* ASSIGNMENT
Starting with the first line of the data that follows, transcribe every line verbatim until the line containing "negative clicks: (393, 376)" has been transcribed.

* DATA LISTING
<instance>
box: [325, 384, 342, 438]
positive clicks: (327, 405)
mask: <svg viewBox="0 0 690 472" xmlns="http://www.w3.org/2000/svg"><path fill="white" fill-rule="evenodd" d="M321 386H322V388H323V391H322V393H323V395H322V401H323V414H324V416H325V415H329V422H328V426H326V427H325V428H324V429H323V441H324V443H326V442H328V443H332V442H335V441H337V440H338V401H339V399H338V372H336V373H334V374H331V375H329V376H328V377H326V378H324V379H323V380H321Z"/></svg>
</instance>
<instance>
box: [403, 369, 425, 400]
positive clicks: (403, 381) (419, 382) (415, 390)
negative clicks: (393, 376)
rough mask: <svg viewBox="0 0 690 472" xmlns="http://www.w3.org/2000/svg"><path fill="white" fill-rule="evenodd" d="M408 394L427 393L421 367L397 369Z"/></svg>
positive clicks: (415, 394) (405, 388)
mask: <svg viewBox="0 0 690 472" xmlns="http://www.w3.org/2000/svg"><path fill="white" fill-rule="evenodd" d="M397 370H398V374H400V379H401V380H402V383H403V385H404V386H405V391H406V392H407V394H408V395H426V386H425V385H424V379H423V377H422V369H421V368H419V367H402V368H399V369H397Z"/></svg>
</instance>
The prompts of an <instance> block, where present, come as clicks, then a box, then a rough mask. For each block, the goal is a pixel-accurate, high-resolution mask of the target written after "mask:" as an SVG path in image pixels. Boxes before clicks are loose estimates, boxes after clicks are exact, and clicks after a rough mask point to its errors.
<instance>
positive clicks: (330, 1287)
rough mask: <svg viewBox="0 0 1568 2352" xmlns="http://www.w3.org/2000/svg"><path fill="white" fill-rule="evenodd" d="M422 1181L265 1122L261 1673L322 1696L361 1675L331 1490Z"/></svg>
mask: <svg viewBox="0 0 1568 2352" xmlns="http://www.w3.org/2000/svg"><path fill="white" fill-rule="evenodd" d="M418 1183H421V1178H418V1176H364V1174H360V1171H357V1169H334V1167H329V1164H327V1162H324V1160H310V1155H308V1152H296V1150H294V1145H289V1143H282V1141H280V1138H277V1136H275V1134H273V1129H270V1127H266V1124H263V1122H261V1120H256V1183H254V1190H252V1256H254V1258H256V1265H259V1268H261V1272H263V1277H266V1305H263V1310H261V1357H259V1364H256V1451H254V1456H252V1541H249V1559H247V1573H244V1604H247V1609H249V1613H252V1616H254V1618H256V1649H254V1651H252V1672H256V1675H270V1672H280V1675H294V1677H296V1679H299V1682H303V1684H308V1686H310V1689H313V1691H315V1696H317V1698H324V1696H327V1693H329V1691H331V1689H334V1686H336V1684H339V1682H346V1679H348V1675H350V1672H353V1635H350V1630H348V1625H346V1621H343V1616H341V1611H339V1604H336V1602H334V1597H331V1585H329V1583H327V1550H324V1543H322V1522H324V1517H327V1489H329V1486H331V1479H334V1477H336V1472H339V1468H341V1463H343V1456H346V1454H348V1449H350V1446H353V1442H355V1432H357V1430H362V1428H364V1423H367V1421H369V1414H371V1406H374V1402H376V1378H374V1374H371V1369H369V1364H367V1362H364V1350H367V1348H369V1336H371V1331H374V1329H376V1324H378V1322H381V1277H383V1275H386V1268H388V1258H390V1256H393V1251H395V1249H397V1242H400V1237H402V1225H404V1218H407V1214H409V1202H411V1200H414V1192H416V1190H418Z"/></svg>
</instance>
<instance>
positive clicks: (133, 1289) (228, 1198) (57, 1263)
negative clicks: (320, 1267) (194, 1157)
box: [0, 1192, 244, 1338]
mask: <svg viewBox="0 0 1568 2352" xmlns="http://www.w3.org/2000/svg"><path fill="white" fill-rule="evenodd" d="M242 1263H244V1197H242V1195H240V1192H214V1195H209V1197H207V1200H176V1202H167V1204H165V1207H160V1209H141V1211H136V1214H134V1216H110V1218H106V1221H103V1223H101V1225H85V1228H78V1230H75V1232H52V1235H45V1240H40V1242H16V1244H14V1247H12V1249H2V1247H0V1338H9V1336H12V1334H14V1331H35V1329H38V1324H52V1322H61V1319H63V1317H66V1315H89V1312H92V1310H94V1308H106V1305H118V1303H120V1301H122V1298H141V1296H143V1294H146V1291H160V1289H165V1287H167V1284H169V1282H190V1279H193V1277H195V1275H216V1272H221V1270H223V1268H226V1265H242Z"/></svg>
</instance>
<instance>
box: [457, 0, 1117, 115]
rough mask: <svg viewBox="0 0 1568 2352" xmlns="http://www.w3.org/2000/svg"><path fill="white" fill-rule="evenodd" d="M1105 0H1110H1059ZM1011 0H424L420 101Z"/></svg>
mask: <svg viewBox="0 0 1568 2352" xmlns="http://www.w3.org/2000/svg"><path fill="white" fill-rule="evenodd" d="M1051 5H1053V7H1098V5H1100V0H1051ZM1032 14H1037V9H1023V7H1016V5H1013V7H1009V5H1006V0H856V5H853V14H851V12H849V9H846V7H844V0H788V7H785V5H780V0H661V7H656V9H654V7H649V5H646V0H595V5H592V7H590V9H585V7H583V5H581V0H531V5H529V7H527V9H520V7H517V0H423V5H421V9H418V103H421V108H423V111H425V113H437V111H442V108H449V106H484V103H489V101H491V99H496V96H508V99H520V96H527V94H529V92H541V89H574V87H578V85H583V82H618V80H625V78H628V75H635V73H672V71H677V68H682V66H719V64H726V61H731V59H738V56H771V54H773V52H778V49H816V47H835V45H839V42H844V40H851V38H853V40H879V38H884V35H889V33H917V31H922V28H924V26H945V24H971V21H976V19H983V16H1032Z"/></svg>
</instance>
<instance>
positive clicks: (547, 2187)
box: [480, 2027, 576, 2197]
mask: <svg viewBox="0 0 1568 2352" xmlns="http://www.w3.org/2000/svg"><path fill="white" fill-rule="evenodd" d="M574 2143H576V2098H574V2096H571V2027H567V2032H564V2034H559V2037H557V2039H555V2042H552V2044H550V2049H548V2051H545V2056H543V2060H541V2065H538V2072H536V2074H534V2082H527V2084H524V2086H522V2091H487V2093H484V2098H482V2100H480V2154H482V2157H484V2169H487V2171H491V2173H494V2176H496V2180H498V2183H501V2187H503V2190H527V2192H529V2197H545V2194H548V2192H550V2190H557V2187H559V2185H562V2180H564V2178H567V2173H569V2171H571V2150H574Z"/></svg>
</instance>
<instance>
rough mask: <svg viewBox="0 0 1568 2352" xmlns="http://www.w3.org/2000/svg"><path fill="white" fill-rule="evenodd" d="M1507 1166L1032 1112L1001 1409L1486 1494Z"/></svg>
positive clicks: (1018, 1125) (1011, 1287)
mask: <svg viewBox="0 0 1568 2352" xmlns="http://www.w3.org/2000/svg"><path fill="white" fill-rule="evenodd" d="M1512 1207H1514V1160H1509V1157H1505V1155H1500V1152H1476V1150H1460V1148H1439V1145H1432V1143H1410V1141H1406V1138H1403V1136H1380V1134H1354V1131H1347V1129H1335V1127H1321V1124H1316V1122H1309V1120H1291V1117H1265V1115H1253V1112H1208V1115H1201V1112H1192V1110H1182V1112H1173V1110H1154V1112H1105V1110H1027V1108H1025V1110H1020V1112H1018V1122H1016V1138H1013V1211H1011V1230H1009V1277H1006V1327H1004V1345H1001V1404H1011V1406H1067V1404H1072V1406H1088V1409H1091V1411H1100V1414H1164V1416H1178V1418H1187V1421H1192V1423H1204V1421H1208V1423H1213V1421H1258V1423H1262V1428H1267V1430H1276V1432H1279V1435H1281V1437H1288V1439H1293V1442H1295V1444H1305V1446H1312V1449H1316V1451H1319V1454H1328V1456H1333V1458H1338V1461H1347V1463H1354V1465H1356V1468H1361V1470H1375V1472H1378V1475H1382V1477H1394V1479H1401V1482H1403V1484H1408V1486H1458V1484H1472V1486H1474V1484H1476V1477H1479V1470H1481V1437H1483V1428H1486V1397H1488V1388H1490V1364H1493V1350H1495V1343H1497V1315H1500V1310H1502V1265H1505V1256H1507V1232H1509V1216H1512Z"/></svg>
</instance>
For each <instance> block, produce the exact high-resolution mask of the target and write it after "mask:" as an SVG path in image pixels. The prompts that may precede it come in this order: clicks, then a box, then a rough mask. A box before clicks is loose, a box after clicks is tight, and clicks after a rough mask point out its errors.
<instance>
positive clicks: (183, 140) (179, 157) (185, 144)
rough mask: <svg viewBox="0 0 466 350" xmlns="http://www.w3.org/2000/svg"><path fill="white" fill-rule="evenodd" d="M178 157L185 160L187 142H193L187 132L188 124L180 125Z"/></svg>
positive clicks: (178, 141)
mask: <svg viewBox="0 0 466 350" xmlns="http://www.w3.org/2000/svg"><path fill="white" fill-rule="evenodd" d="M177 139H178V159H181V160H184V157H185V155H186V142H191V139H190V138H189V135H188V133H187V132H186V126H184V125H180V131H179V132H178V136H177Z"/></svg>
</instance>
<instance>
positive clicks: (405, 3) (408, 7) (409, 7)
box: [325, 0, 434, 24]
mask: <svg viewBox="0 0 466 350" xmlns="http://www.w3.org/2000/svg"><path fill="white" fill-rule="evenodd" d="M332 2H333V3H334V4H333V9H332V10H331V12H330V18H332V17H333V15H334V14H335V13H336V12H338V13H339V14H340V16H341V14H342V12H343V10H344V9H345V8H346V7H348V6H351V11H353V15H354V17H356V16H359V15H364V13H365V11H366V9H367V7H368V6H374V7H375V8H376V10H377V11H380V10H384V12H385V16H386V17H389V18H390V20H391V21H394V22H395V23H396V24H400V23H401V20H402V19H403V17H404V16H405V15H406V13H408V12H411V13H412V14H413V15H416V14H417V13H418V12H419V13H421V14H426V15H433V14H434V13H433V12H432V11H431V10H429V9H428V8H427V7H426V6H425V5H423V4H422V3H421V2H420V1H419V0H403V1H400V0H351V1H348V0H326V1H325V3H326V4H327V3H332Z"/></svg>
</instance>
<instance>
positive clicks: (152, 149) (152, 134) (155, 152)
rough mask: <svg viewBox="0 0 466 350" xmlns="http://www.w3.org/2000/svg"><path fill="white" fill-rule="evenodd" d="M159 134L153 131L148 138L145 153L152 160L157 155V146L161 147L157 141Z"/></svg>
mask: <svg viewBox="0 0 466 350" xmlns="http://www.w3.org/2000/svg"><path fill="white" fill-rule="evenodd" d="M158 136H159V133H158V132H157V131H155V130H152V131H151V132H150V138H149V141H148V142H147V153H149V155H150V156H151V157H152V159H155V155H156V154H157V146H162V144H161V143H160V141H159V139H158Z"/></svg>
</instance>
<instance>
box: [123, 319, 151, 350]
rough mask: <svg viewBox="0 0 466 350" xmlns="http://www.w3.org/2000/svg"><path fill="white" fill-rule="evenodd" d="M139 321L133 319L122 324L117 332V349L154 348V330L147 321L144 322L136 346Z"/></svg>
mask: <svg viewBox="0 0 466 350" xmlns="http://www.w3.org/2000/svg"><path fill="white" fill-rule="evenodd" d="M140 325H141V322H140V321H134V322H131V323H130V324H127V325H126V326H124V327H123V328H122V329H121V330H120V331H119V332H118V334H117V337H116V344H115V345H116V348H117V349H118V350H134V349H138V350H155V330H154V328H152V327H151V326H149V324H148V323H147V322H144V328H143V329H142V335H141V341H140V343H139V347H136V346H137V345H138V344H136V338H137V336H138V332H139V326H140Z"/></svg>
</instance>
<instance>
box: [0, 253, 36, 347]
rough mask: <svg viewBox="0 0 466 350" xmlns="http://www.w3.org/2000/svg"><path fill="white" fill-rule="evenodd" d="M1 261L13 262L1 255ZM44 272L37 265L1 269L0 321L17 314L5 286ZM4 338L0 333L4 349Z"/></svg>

* SOLUTION TO THIS TASK
<instance>
box: [325, 384, 342, 438]
positive clicks: (327, 405)
mask: <svg viewBox="0 0 690 472" xmlns="http://www.w3.org/2000/svg"><path fill="white" fill-rule="evenodd" d="M321 386H322V388H323V391H322V393H323V395H322V401H323V414H324V416H325V415H329V422H328V426H326V427H325V428H324V429H323V441H324V443H326V442H328V443H332V442H335V441H337V440H338V401H339V399H338V372H336V373H334V374H331V375H329V376H328V377H326V378H324V379H323V380H321Z"/></svg>
</instance>
<instance>
box: [403, 369, 425, 400]
positive clicks: (403, 381) (419, 382) (415, 390)
negative clicks: (393, 376)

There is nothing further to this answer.